# Available records
<<<<

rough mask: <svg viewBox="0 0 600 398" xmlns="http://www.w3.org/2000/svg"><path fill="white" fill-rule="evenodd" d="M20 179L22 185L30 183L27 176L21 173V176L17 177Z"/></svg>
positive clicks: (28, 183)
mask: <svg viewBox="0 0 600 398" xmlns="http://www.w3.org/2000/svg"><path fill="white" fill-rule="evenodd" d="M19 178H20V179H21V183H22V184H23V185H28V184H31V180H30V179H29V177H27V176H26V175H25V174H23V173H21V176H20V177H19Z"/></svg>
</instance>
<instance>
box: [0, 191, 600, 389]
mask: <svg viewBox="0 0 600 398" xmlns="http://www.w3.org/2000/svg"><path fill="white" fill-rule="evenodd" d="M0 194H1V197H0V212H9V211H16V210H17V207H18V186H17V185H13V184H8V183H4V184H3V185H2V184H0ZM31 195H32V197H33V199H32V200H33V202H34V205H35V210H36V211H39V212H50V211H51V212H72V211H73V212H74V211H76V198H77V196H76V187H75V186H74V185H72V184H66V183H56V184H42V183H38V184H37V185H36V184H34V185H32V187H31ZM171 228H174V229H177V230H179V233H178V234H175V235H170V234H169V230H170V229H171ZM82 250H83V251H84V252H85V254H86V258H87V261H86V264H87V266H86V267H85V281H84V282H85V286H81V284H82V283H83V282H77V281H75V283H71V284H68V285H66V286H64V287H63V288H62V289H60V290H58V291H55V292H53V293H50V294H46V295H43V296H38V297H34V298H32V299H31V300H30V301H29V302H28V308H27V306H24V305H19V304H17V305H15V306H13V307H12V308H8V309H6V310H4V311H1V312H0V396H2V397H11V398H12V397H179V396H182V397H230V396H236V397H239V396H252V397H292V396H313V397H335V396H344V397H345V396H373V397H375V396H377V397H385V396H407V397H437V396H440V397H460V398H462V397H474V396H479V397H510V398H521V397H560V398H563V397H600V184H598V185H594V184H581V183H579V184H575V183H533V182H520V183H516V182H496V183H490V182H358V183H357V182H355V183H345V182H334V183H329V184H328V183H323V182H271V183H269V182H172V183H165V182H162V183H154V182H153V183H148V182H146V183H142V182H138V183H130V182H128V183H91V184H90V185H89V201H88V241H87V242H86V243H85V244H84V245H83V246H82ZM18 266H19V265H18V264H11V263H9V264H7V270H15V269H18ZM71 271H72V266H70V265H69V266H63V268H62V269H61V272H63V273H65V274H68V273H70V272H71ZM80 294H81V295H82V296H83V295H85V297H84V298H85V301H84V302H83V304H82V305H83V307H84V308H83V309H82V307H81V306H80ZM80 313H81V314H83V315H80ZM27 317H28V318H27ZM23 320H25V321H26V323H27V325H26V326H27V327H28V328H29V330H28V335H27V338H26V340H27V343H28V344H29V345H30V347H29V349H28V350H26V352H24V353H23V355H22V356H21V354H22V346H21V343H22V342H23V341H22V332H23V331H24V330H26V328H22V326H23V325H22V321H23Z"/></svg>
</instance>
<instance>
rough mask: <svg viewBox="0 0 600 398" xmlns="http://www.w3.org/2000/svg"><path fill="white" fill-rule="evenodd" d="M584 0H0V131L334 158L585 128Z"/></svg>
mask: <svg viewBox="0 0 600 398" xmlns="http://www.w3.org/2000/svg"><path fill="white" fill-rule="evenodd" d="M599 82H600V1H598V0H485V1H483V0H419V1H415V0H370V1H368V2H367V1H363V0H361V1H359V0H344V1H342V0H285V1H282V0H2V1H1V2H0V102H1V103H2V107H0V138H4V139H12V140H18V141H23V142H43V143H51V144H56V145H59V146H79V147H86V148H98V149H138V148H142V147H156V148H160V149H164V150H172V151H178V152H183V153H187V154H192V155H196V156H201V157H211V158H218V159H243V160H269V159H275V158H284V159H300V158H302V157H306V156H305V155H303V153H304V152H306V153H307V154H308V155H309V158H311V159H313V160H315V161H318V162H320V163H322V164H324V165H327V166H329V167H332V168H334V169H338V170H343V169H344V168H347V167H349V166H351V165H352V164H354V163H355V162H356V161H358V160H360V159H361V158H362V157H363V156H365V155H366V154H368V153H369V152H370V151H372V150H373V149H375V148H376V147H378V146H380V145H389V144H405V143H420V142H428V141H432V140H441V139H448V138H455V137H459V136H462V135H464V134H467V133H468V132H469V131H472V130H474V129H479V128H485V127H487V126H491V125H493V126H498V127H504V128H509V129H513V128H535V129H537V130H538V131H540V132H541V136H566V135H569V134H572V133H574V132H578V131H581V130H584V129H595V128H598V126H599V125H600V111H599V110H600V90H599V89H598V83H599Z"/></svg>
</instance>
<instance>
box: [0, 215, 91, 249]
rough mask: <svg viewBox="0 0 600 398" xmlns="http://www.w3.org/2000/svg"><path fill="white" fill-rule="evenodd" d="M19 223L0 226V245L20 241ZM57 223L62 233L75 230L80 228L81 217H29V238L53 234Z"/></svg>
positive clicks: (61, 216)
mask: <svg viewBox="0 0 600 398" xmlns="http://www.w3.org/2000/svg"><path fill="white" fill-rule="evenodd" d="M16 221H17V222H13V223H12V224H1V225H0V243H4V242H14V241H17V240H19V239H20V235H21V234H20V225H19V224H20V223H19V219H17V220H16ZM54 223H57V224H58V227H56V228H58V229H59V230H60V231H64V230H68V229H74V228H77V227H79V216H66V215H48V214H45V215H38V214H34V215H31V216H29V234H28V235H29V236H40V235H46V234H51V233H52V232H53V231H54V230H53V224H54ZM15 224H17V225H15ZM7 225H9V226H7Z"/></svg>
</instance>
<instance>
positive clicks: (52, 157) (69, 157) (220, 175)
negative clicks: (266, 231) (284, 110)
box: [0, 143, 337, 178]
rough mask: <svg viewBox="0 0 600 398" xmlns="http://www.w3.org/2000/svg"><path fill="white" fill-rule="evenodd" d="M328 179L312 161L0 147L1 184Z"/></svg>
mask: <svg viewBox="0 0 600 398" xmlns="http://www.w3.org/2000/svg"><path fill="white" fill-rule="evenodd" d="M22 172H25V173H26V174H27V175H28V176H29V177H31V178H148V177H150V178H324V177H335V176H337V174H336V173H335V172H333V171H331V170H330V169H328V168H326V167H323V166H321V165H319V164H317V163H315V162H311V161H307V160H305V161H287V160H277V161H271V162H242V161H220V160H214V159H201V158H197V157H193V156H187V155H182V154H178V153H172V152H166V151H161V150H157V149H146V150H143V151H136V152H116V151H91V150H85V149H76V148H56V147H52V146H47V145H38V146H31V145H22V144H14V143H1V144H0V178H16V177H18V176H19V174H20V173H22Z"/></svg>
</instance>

>>>>
<<<<

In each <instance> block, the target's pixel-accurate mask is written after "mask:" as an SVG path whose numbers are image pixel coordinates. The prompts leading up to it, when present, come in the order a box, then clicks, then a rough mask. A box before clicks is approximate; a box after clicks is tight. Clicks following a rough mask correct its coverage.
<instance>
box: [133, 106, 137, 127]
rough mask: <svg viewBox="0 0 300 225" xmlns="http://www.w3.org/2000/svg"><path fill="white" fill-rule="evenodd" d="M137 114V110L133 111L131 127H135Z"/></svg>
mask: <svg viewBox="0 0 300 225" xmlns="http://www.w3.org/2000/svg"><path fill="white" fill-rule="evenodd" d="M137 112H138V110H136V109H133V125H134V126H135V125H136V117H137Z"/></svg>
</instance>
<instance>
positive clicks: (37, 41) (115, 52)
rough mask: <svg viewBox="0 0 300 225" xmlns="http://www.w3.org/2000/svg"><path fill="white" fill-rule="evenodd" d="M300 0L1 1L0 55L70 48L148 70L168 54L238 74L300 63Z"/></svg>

>>>>

# Directive
How many lines of the listing above contain the string "clicks", matching case exactly? Reply with the number alone.

# Completed task
6